• ACTIVITY:
Find the line with "Could you point at the tall" and the line with "Could you point at the fence post" in the entries below; output exactly those two lines, every line between them, and no others.

• MATERIAL FOR THE TASK:
══════════════════════════════

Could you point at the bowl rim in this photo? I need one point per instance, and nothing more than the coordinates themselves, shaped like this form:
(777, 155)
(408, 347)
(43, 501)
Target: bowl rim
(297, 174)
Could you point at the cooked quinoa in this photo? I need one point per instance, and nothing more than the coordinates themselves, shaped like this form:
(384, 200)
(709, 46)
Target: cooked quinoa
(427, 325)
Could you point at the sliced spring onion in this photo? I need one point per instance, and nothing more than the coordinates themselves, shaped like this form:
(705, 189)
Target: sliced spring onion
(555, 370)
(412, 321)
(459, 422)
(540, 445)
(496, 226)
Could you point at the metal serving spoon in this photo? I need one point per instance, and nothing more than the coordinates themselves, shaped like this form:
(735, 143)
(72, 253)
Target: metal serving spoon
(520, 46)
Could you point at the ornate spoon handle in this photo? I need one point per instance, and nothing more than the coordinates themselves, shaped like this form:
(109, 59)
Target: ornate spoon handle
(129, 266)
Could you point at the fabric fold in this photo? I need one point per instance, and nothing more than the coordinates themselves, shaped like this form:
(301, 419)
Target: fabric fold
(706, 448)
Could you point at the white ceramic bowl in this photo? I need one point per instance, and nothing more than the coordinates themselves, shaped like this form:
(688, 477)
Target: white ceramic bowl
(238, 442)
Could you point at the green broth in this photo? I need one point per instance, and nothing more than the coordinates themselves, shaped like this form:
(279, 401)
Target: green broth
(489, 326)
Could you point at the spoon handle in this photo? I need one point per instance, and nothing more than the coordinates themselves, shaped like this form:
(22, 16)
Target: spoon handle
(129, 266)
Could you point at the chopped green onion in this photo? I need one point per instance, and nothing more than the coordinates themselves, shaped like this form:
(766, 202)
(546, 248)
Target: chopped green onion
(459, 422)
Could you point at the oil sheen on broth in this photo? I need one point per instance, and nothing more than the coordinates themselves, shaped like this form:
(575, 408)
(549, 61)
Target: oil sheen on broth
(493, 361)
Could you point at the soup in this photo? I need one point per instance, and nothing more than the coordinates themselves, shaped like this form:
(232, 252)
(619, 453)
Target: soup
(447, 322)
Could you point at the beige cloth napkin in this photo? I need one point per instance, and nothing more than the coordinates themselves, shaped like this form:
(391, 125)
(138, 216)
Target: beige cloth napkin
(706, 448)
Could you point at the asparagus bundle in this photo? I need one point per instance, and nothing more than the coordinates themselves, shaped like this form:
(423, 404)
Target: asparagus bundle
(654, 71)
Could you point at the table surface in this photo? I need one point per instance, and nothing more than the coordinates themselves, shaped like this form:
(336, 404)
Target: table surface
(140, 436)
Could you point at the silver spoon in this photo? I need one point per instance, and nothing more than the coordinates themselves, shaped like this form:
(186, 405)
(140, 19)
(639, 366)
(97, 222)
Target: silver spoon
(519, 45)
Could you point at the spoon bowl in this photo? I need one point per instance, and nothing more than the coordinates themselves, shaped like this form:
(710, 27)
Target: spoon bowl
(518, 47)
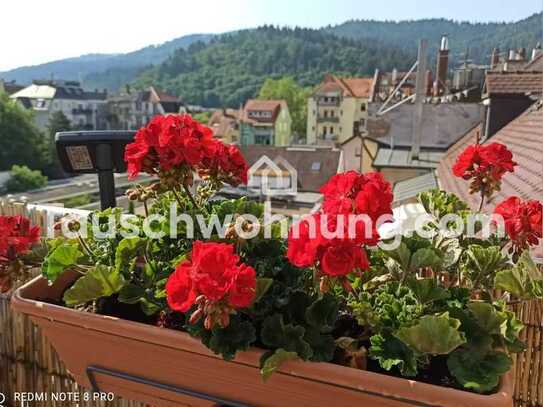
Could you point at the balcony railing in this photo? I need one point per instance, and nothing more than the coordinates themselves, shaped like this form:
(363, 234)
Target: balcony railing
(327, 119)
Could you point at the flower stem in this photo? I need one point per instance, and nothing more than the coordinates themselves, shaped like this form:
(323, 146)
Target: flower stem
(482, 200)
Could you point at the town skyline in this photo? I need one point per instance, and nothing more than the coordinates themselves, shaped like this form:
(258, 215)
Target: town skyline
(221, 19)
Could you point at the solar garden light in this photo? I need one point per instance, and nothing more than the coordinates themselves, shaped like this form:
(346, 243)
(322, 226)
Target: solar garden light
(95, 152)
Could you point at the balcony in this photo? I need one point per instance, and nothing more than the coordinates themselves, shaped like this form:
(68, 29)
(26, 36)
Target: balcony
(82, 111)
(327, 119)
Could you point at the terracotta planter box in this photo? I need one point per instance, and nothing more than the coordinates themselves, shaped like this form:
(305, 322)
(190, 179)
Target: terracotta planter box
(173, 358)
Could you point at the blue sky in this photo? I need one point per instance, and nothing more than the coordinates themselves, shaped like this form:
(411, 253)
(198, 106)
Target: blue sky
(37, 31)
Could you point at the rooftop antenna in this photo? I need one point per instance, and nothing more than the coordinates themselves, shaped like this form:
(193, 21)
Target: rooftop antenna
(420, 93)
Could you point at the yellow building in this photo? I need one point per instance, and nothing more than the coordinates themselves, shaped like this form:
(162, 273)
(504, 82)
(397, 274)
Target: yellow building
(338, 109)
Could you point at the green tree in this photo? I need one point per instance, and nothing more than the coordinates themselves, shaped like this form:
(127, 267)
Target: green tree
(24, 179)
(295, 95)
(202, 117)
(20, 140)
(57, 122)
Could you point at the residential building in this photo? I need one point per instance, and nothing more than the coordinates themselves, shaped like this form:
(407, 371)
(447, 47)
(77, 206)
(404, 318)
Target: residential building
(298, 170)
(224, 123)
(523, 136)
(265, 122)
(10, 87)
(85, 110)
(132, 109)
(506, 95)
(517, 60)
(338, 109)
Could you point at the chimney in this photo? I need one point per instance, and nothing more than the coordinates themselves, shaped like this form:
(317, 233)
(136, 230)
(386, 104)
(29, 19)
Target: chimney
(442, 66)
(495, 58)
(536, 51)
(429, 82)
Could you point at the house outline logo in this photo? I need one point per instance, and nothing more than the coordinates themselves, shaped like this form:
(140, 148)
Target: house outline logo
(273, 168)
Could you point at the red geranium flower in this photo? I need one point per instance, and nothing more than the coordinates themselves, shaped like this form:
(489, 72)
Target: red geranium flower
(180, 143)
(180, 292)
(16, 236)
(213, 279)
(523, 221)
(342, 257)
(485, 165)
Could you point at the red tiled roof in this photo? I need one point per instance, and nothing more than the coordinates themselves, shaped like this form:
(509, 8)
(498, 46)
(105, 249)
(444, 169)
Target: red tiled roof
(222, 121)
(354, 87)
(518, 82)
(273, 106)
(524, 137)
(535, 64)
(165, 97)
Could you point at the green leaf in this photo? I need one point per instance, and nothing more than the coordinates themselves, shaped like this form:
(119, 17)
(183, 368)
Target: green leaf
(64, 255)
(478, 371)
(127, 251)
(322, 345)
(487, 318)
(433, 334)
(426, 290)
(481, 263)
(262, 286)
(101, 281)
(524, 281)
(390, 352)
(275, 334)
(273, 362)
(322, 314)
(131, 293)
(425, 257)
(237, 336)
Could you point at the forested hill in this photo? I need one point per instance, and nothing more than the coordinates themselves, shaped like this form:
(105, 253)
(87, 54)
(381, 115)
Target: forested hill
(480, 38)
(232, 67)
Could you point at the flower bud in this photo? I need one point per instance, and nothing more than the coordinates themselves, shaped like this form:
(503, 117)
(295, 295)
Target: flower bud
(209, 322)
(196, 316)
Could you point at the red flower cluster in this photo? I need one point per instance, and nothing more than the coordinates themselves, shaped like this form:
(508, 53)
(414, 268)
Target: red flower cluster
(179, 142)
(327, 239)
(16, 238)
(523, 221)
(214, 280)
(485, 165)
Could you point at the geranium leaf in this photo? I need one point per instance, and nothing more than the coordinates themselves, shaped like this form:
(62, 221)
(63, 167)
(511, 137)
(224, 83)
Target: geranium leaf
(391, 352)
(262, 287)
(237, 336)
(322, 314)
(61, 257)
(273, 362)
(131, 293)
(425, 257)
(524, 281)
(127, 251)
(426, 290)
(433, 334)
(322, 345)
(478, 371)
(102, 281)
(487, 318)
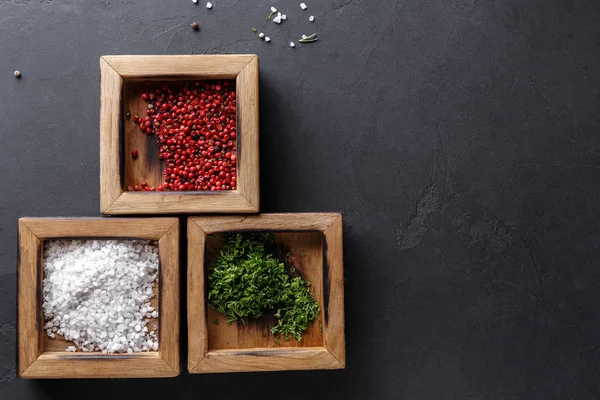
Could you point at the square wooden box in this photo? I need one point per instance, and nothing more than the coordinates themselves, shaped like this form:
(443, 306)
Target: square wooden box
(312, 243)
(43, 357)
(121, 84)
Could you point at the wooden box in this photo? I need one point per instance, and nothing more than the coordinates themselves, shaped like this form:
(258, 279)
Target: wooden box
(42, 357)
(121, 84)
(312, 243)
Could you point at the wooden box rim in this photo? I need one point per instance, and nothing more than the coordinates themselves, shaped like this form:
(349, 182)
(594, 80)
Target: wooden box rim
(34, 362)
(116, 70)
(330, 356)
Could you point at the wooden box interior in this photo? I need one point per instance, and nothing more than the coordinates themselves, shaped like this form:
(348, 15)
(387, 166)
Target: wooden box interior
(147, 167)
(59, 344)
(301, 250)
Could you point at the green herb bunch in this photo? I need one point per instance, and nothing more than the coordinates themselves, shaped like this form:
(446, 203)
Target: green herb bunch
(248, 280)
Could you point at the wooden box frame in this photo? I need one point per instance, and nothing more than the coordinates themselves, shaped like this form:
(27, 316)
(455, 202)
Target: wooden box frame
(33, 359)
(201, 359)
(117, 71)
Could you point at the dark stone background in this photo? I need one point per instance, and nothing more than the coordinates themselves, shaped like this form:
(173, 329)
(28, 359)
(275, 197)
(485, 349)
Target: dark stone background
(460, 138)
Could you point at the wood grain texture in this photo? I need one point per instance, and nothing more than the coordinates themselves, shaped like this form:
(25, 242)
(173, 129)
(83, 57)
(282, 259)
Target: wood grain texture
(196, 299)
(229, 201)
(53, 365)
(147, 167)
(168, 251)
(28, 310)
(136, 228)
(122, 84)
(257, 332)
(110, 102)
(334, 324)
(42, 357)
(254, 360)
(274, 222)
(179, 66)
(248, 142)
(235, 348)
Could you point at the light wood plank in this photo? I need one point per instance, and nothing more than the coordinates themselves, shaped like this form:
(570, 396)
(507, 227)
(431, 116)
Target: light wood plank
(54, 365)
(136, 228)
(248, 142)
(274, 222)
(168, 251)
(267, 360)
(147, 167)
(196, 297)
(305, 251)
(110, 102)
(28, 321)
(180, 66)
(234, 348)
(333, 324)
(35, 362)
(227, 201)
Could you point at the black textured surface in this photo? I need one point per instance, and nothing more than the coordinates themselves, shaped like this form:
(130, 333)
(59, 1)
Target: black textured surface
(459, 138)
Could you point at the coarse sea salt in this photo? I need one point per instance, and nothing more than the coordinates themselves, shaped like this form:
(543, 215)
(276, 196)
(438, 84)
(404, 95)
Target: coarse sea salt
(96, 293)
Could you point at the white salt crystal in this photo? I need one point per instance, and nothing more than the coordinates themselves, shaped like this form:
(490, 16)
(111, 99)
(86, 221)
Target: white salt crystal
(95, 293)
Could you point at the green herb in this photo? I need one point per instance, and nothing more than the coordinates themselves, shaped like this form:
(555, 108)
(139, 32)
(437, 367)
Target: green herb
(247, 280)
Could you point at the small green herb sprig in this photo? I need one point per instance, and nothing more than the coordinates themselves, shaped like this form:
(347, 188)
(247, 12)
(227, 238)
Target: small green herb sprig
(248, 280)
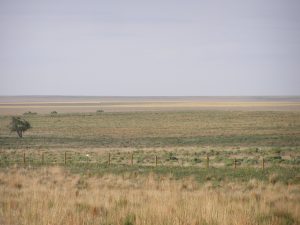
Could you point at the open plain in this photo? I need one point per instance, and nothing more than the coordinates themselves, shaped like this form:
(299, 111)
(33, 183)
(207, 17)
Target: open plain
(154, 160)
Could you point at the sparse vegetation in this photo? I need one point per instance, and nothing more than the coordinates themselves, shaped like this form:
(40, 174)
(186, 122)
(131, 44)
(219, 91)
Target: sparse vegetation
(53, 195)
(157, 170)
(19, 125)
(53, 113)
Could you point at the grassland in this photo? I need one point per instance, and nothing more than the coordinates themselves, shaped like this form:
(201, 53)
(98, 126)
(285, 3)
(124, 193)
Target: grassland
(156, 129)
(151, 167)
(56, 196)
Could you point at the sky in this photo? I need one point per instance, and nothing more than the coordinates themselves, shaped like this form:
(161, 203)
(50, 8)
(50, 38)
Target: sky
(150, 48)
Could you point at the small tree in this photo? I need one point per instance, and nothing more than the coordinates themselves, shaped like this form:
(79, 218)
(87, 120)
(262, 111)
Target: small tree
(19, 125)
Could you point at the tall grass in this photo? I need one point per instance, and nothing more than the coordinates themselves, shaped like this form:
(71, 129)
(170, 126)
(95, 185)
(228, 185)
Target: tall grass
(54, 196)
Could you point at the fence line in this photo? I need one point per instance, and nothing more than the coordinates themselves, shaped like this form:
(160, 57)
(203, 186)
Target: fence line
(69, 158)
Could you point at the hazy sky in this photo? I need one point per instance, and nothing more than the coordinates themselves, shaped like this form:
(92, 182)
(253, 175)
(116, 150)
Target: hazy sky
(154, 47)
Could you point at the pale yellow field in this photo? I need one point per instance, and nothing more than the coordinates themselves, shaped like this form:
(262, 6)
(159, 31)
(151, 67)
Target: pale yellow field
(54, 196)
(15, 105)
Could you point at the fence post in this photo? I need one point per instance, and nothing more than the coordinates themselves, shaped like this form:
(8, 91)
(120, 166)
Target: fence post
(65, 158)
(207, 161)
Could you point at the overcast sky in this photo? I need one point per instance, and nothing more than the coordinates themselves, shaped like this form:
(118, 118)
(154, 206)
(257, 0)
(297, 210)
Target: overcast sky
(154, 47)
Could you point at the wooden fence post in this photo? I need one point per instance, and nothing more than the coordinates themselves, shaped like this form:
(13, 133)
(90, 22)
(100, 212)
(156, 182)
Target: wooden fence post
(207, 161)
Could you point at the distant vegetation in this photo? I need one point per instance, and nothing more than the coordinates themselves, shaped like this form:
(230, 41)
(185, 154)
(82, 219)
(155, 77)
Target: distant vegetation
(19, 125)
(29, 113)
(158, 129)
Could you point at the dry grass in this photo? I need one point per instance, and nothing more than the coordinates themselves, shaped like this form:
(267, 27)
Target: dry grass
(54, 196)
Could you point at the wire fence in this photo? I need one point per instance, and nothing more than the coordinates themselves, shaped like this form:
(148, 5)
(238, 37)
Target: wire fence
(142, 159)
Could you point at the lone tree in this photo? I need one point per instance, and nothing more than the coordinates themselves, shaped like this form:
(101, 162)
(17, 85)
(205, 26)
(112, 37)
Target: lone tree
(19, 125)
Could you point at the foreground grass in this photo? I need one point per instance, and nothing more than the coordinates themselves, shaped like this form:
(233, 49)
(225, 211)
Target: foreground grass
(54, 195)
(156, 129)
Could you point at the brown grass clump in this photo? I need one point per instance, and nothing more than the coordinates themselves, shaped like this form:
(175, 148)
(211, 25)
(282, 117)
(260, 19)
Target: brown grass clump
(54, 196)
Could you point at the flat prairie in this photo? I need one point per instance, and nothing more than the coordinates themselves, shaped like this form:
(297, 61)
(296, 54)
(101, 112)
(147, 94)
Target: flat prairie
(46, 104)
(151, 160)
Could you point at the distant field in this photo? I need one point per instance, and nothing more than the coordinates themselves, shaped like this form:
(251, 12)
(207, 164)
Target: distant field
(19, 105)
(157, 129)
(154, 160)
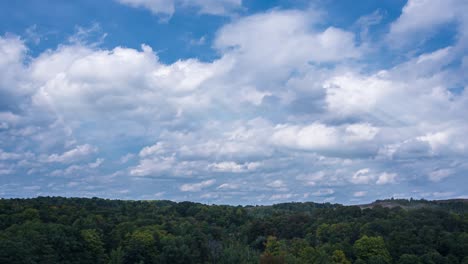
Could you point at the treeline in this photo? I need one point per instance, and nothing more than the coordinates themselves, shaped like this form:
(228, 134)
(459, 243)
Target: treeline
(78, 230)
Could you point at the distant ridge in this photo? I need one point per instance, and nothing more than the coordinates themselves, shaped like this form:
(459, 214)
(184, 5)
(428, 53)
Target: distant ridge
(415, 204)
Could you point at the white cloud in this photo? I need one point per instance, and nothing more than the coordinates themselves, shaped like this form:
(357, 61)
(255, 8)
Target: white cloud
(79, 152)
(164, 7)
(360, 194)
(438, 175)
(196, 187)
(352, 94)
(422, 17)
(362, 176)
(284, 38)
(230, 166)
(214, 7)
(276, 184)
(323, 192)
(228, 186)
(169, 7)
(284, 196)
(386, 178)
(320, 137)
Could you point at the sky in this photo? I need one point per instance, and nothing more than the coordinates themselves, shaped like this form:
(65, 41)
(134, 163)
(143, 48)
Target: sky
(234, 101)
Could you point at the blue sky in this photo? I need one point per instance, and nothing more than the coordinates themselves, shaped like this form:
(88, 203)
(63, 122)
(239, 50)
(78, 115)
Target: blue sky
(234, 101)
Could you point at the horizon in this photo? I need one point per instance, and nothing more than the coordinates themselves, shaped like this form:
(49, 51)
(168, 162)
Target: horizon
(234, 101)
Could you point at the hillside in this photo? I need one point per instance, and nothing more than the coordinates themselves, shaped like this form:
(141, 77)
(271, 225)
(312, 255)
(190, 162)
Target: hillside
(80, 230)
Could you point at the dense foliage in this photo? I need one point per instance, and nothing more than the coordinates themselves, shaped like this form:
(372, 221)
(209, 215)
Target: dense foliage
(76, 230)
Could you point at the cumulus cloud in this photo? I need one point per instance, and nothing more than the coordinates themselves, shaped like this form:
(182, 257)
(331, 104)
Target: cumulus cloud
(168, 7)
(360, 194)
(386, 178)
(165, 7)
(422, 17)
(79, 152)
(288, 103)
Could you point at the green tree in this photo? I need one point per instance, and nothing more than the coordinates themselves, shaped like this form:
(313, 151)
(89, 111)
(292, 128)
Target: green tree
(409, 259)
(339, 257)
(372, 247)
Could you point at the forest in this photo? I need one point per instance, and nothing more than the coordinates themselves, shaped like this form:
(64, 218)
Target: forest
(93, 230)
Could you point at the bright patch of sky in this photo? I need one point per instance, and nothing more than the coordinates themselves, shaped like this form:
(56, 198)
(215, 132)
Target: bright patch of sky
(231, 101)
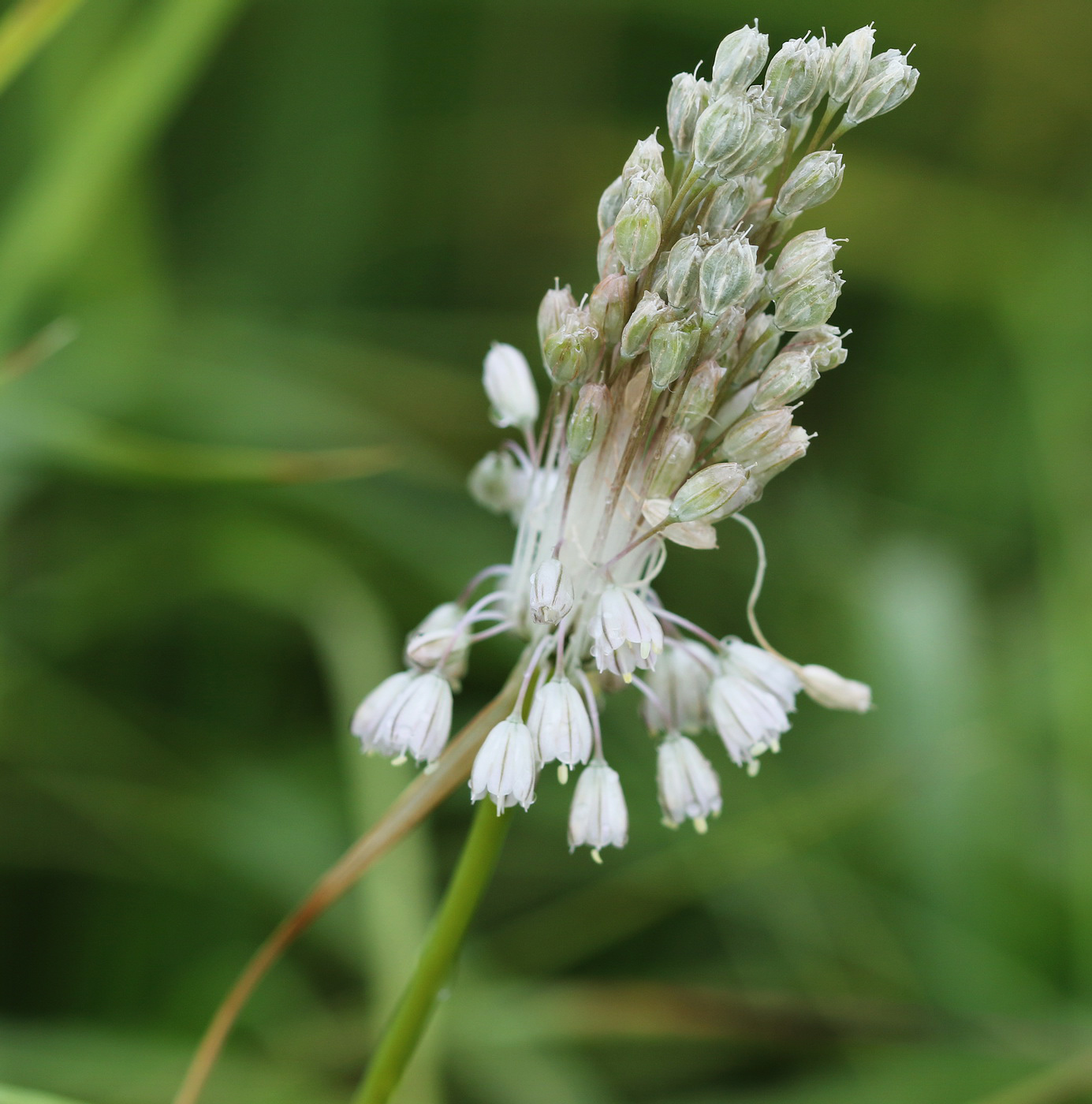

══════════════════════════════

• RESULT FOR THIS EXERCISE:
Could you point at the tall grass in this photo? I need one point per instance, and nothing more than the coordinates themselves, shaped like this form:
(71, 129)
(170, 126)
(95, 185)
(228, 185)
Target: tall grass
(54, 196)
Could you point at the fence line in this photo? I need one point per instance, and nothing more than the coordinates themselves, shaped like this form:
(160, 57)
(203, 186)
Target: fence line
(69, 158)
Could you point at the hazy sky in this photo? I need one point per instance, and nothing more than the coordinates themselves, shaped like this form:
(92, 182)
(253, 175)
(116, 150)
Target: hazy sky
(154, 47)
Could you point at the pale yellow field in this photo? I need one point per instance, and nothing more than the coordinates themselves, shaped like this form:
(262, 6)
(159, 31)
(151, 67)
Target: pale yellow field
(54, 196)
(15, 105)
Could you point at the fence post in this photo? I need one point per instance, and nothing more than the coordinates themselves, shaped like this form:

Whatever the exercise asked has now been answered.